* [CONSIGNE 1]: Repérez dans les relevés ci-dessous chaque ligne qui contient la chaîne « shirt », puis recopiez ces lignes.

* [TEXTE FOURNI]:
○ ○ ○ ○

SANS | publié le : 12.07.2004 |

Parce que le management par les objectifs a fait son temps, il faut inventer un nouveau genre de management qui admet une division du travail et donc des rôles des managers, plus que jamais leaders et responsables des valeurs de l'entreprise et des compétences de chacun.

E & C : Vous publiez une étude, réalisée avec Bernard Galambaud, pour Entreprise & Personnel, intitulée Management et managers, vers un changement de doctrine, et vous préparez, actuellement, un ouvrage sur l'évolution du management. Quel sera, selon vous, le management de demain ?

○ ○ ○ ○

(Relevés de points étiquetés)
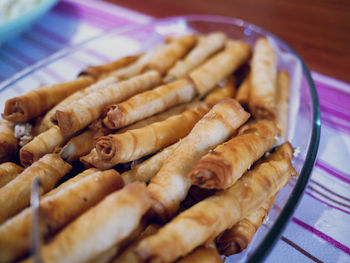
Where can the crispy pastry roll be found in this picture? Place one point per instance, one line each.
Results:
(170, 185)
(263, 78)
(163, 115)
(220, 66)
(146, 170)
(222, 167)
(8, 141)
(78, 146)
(283, 83)
(168, 54)
(237, 238)
(134, 144)
(208, 218)
(50, 117)
(101, 227)
(38, 101)
(227, 90)
(80, 113)
(128, 254)
(57, 210)
(203, 254)
(15, 195)
(101, 70)
(9, 171)
(242, 95)
(148, 103)
(45, 142)
(94, 160)
(205, 47)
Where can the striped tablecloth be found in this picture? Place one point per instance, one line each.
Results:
(319, 230)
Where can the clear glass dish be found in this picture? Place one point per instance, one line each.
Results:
(303, 132)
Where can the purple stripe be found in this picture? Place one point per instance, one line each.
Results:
(322, 235)
(327, 204)
(333, 171)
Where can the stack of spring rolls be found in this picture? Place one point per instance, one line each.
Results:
(179, 149)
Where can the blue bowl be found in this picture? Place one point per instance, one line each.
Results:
(14, 27)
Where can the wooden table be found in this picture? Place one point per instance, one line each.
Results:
(319, 30)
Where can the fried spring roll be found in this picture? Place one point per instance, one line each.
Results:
(263, 76)
(34, 103)
(57, 210)
(169, 53)
(242, 95)
(146, 170)
(220, 66)
(9, 171)
(222, 167)
(134, 144)
(283, 83)
(78, 146)
(89, 108)
(101, 227)
(15, 195)
(207, 219)
(148, 103)
(227, 90)
(45, 142)
(50, 118)
(100, 70)
(128, 255)
(170, 185)
(162, 116)
(8, 141)
(93, 160)
(203, 254)
(237, 238)
(205, 47)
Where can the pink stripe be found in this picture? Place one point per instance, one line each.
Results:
(326, 203)
(333, 171)
(322, 235)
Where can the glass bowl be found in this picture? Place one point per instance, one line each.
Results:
(304, 115)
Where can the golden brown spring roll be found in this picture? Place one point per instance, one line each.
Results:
(78, 146)
(203, 254)
(237, 238)
(101, 227)
(148, 103)
(220, 66)
(34, 103)
(45, 142)
(134, 144)
(163, 115)
(242, 95)
(89, 108)
(169, 53)
(283, 83)
(222, 167)
(9, 171)
(263, 77)
(50, 118)
(15, 195)
(8, 141)
(57, 210)
(146, 170)
(170, 185)
(205, 47)
(100, 70)
(227, 90)
(207, 219)
(128, 254)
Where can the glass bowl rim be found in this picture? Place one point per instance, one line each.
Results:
(271, 237)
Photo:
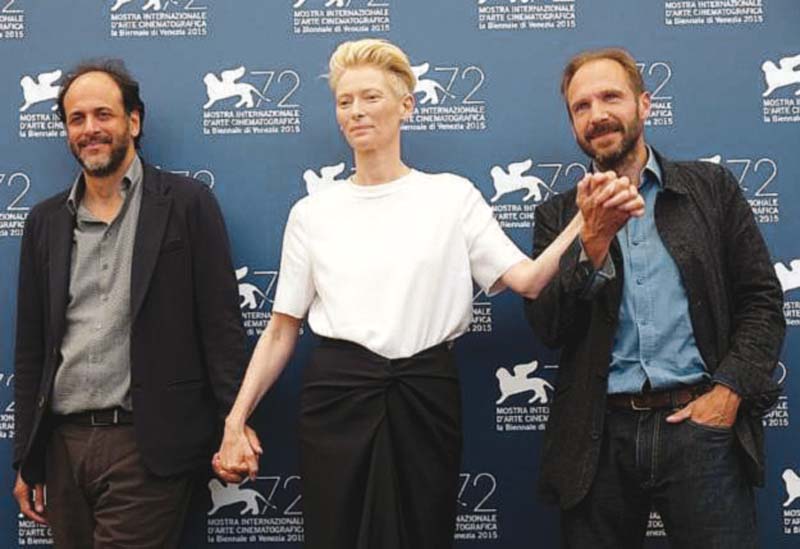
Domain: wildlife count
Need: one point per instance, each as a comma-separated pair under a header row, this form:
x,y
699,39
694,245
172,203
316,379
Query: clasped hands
x,y
237,458
606,202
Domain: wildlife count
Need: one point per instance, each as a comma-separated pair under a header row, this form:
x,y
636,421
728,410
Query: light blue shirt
x,y
654,341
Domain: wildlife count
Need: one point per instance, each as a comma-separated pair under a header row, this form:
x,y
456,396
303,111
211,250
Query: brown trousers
x,y
100,495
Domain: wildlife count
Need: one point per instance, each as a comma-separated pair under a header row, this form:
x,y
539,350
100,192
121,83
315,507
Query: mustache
x,y
95,140
602,128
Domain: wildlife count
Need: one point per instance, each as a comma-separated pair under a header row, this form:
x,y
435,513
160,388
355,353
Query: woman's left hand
x,y
238,455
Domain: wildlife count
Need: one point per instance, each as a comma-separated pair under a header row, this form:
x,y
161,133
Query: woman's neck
x,y
376,167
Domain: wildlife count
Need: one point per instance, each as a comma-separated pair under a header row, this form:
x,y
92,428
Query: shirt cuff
x,y
597,278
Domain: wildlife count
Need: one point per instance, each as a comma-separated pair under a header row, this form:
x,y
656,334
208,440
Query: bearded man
x,y
130,347
669,326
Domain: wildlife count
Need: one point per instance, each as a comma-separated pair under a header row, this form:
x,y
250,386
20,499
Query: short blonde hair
x,y
378,53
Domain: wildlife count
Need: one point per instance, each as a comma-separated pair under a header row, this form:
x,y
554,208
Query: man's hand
x,y
238,455
22,493
606,203
716,408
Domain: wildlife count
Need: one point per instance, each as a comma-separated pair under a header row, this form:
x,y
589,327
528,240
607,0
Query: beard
x,y
102,166
613,158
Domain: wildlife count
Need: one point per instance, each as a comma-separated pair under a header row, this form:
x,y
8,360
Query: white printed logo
x,y
789,277
282,495
223,495
7,381
478,517
328,4
325,180
249,112
203,175
519,383
448,98
791,481
430,89
13,211
251,296
754,176
7,9
657,75
777,76
160,5
149,5
526,15
482,317
476,492
40,89
764,169
226,86
515,180
340,16
339,4
785,73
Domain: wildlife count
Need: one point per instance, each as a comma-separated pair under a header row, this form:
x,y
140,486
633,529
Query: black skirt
x,y
380,448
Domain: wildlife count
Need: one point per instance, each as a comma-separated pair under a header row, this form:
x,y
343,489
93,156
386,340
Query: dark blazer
x,y
187,348
735,305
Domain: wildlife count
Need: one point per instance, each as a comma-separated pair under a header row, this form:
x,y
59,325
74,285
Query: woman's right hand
x,y
238,455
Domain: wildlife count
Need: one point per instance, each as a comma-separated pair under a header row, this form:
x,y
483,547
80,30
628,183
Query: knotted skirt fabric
x,y
380,448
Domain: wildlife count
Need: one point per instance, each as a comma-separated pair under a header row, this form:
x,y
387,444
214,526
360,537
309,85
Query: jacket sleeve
x,y
553,314
757,322
216,299
30,349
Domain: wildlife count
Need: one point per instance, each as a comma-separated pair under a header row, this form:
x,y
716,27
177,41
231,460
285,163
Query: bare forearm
x,y
528,278
272,352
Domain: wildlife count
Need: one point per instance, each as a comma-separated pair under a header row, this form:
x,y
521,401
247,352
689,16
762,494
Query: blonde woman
x,y
383,266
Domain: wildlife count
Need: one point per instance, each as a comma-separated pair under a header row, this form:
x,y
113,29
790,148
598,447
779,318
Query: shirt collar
x,y
132,178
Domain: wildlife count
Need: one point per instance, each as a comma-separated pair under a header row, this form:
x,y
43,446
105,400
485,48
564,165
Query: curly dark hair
x,y
116,70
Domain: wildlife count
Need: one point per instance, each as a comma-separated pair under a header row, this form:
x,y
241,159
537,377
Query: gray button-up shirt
x,y
95,370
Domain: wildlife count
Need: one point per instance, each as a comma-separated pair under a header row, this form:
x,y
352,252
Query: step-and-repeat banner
x,y
237,97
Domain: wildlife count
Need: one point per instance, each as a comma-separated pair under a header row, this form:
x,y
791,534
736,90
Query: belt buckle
x,y
96,423
636,407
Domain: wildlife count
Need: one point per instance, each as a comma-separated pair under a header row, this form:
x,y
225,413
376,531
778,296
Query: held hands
x,y
238,455
606,203
22,493
716,408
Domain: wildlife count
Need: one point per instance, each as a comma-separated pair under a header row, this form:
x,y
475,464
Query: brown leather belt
x,y
655,400
98,418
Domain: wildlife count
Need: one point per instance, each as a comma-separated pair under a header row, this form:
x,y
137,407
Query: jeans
x,y
690,473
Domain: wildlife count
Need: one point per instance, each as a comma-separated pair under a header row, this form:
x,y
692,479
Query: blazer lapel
x,y
60,255
153,215
611,298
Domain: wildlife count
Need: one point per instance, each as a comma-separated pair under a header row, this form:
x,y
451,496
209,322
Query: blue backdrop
x,y
236,96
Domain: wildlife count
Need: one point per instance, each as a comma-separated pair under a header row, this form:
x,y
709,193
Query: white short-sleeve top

○ ○ ○ ○

* [CONSIGNE 2]: D'après le texte sur le management, pour quel organisme l'étude réalisée avec Bernard Galambaud a-t-elle été menée ?

* [RÉPONSE 1]:
Query: light blue shirt
Query: shirt cuff
Query: shirt collar
Query: gray button-up shirt

* [RÉPONSE 2]: Pour Entreprise & Personnel.